#### Exercise aim:
Could you resume the book review below, picking up after its last sentence?

Review: Since I Laid My Burden Down

Reconciliation doesn't come easy, and for DeShawn it's damn near impossible. So many of the men who touched him throughout his life have passed on. In Brontez Purnell's brazen debut novel, a tired Alabama man, freewheeling in the punk underground of San Francisco, returns home when his uncle dies. There his ghosts come back to haunt him with the heady energy they had when still alive.

Since I Laid My Burden Down entwines past and present as DeShawn is repeatedly called upon to clean up the messes left by the deceased. Arnold was a gritty musician and lover who committed suicide. Jatius was an older childhood friend who did, too. DeShawn's stepfather was a violent man, a quality DeShawn finally understands in his 30s. Now, in the wake of another death, he does what he can to help his mother, preacher at the local Missionary Baptist church, and his grandmother, whose relationship with her daughter has been tense their whole lives. Theirs isn't an entirely unhappy family, but one strained by the burdens of prejudice and circumstance.

Time and again DeShawn has tangled with white men and black men, men with troubled upbringings and those who paid him attention at just the right moment. The disparities of these rendezvous, though, have come into high relief with age--wisdom he's earned fair and square. When he ducks an old flame turned born-again Christian, DeShawn remembers how the white boy got meds and a therapist for screaming at his parents. "That's why he hated Skylar. When Skylar was a depressed teenager the world came running, but when DeShawn was depressed no one gave a shit."

Data items
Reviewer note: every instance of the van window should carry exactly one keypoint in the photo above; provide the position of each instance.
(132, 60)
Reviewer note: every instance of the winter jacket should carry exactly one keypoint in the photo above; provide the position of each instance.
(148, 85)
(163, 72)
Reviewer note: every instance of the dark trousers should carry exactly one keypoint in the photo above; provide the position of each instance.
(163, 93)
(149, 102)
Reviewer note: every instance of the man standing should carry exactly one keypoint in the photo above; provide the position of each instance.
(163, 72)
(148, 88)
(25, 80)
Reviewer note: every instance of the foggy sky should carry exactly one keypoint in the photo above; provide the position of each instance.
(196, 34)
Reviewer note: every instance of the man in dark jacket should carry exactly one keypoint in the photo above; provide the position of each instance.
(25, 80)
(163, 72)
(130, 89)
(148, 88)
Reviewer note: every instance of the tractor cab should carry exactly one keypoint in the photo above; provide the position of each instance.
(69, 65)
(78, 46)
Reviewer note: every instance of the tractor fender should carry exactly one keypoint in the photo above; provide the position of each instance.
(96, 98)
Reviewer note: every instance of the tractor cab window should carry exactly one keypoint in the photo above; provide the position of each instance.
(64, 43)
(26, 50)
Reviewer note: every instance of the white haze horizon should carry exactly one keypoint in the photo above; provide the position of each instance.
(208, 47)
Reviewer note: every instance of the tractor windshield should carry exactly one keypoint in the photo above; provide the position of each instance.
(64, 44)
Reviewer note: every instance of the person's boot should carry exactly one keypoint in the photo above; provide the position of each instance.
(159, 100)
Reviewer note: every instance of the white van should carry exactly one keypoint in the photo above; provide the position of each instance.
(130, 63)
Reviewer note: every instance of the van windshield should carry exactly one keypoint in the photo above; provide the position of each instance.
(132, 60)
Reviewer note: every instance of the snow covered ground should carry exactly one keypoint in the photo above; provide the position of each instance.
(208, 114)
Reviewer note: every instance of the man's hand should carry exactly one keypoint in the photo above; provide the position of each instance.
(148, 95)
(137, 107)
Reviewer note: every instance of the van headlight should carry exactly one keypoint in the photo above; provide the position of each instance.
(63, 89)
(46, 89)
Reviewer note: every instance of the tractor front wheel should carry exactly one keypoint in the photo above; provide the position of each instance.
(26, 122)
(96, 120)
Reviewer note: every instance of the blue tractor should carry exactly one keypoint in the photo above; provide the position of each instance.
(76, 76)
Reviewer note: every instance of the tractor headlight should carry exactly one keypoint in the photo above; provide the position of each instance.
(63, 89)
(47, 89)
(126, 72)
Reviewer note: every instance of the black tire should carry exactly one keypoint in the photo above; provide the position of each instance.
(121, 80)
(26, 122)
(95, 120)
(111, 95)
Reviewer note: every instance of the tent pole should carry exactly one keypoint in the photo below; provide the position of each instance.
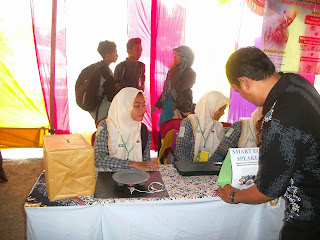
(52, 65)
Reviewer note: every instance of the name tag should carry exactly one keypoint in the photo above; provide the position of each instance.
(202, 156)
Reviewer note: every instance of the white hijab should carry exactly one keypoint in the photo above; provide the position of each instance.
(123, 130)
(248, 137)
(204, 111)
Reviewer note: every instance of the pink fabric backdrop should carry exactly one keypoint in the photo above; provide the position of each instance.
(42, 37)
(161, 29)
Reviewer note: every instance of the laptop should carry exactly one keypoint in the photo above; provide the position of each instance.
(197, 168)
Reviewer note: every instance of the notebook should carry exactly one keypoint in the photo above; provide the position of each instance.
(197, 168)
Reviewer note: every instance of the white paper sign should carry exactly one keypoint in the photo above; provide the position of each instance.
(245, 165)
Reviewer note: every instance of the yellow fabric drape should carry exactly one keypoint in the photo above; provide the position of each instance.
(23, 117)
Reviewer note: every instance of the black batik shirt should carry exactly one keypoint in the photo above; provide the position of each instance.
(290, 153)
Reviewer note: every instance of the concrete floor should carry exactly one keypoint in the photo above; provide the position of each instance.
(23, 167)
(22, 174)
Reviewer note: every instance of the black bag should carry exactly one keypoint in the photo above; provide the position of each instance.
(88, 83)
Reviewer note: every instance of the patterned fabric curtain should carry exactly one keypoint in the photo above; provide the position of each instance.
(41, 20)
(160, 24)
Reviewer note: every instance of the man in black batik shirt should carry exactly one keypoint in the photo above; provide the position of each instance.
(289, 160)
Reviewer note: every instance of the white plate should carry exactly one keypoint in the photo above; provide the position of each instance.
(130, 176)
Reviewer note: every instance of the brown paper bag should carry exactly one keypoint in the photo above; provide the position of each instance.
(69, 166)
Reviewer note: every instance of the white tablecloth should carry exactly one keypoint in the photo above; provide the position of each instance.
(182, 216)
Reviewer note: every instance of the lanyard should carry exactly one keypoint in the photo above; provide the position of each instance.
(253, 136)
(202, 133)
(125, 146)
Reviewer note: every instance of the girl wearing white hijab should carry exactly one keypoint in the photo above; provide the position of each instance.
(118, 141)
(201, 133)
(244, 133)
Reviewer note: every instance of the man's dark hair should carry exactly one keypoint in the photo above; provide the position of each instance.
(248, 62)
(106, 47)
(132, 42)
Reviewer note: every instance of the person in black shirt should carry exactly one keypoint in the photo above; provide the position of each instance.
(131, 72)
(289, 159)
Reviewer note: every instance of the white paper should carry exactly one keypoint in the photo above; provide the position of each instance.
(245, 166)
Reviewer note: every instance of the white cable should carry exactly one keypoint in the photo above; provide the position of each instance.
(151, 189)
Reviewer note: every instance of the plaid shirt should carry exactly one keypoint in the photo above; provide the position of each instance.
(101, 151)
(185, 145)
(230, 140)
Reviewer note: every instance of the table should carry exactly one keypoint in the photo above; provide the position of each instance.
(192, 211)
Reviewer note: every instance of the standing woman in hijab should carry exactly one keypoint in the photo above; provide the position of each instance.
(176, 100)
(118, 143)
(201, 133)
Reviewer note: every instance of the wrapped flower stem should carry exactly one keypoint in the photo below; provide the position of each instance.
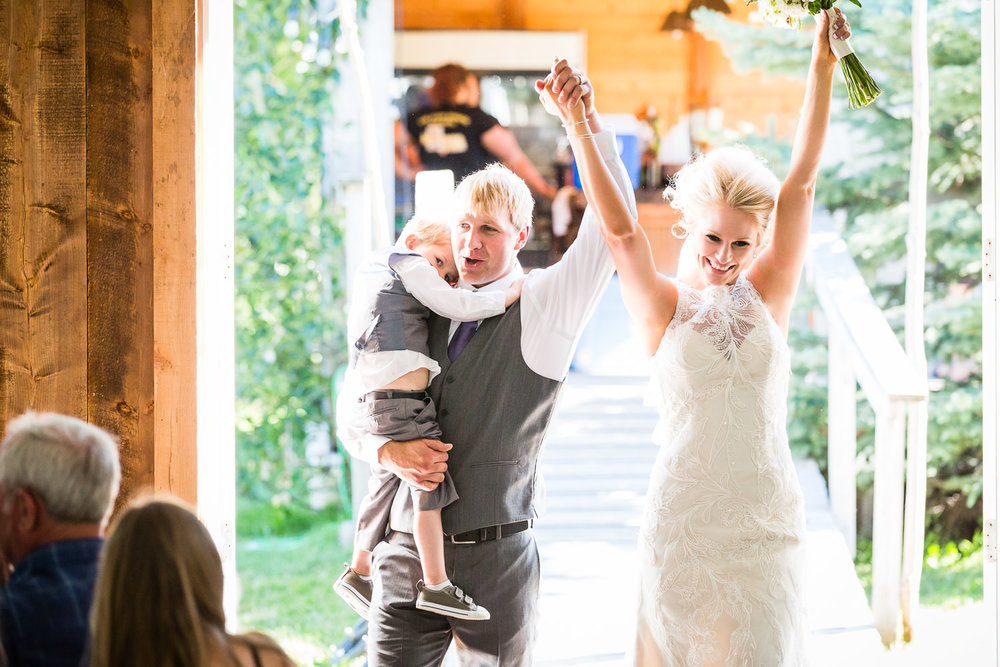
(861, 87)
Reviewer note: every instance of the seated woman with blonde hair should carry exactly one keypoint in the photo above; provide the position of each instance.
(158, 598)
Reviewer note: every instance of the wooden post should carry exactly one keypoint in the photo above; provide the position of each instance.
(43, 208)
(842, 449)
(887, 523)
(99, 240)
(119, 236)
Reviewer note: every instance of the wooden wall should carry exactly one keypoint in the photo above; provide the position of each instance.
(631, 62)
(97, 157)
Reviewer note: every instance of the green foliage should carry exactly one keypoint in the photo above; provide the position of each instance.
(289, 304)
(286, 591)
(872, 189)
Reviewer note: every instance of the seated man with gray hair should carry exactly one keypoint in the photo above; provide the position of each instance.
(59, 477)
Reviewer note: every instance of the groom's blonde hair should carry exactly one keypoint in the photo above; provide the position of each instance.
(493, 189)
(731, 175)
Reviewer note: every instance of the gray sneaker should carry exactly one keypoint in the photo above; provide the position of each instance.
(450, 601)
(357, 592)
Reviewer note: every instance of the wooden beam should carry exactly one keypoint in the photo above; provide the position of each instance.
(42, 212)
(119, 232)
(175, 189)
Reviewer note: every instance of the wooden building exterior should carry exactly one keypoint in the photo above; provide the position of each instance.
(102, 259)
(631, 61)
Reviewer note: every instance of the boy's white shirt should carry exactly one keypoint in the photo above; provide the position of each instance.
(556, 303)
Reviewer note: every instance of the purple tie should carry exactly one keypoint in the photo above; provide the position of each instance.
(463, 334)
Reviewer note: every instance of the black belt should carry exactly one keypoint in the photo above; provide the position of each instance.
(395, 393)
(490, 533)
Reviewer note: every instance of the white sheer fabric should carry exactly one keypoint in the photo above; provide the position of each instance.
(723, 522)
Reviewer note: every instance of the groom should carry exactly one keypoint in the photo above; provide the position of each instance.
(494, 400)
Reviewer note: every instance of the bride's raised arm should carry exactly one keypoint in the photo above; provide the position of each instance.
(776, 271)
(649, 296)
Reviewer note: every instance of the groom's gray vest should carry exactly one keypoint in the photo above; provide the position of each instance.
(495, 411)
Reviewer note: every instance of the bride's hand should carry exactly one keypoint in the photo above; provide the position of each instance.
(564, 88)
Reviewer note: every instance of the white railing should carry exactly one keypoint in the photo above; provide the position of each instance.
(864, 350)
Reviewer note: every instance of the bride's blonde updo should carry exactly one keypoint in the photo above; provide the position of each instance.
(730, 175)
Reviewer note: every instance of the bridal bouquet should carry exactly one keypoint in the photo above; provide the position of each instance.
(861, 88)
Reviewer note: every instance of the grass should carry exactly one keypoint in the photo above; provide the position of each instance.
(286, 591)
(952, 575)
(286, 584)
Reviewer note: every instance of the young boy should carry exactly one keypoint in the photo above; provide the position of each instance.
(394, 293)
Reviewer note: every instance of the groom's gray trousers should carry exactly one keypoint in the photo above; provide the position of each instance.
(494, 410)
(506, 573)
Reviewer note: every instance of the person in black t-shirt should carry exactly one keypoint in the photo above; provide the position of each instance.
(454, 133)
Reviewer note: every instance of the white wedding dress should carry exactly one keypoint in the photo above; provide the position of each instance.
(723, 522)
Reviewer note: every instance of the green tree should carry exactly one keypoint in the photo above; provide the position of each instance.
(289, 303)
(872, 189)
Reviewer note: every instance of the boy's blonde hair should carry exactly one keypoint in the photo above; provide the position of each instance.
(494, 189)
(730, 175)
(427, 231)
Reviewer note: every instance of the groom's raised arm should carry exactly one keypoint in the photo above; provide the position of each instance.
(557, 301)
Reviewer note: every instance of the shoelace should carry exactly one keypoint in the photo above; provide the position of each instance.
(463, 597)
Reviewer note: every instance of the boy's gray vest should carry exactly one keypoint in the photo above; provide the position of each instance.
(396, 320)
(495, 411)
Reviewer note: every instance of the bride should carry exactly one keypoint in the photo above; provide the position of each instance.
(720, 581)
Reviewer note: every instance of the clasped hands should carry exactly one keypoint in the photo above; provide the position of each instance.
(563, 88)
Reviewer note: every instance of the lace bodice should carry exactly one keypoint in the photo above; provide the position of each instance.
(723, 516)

#### Task output:
Race, sexuality, class, art, religion: little in this brief novel escapes Purnell's rapier wit. Immensely quotable and supremely enjoyable, his incendiary sense of humor flips the script on what might otherwise be a somber subject. DeShawn tells his mother that when he dies, he wants to be cremated. "Where do you want your ashes thrown?" she asks. "IN THE EYES OF MY ENEMIES!" he responds. As he grieves, he ruminates on the come and the comedown of loves lost, the hope and disappointment of lives ended too soon. But he skirts sentimentality. In fact, he rubs any nostalgic patina clean off his memories, until he's left with nothing but the cold, naked truth.

Since I Laid My Burden Down is a remarkable work of fiction, an invaluable addition to queer literature. Though wounded--and reckless at times--DeShawn remains tenacious, proving that strength lies in how one chooses to live, as well as why one chooses to stay alive. --Dave Wheeler, associate editor, Shelf Awareness

Shelf Talker: Returning home to Alabama forces DeShawn to come to grips with the dead men who have shaped him in Brontez Purnell's outstanding and wicked first novel.